**Task input:**
::::::::::

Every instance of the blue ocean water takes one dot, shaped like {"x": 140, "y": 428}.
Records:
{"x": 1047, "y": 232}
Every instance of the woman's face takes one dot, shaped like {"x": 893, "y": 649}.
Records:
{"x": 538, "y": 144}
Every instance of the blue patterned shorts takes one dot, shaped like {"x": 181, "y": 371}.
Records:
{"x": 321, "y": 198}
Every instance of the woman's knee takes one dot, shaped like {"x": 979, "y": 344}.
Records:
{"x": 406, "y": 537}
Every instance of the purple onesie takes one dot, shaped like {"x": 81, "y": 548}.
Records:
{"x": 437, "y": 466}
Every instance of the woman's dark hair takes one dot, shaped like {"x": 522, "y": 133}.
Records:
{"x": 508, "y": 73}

::::::::::

**Exercise:**
Starting with the line that contains "Every instance of the woman's dark", output every line through the end of the listing above, unchanged.

**Expected answer:**
Every instance of the woman's dark hair takes one dot, shaped like {"x": 522, "y": 133}.
Records:
{"x": 508, "y": 73}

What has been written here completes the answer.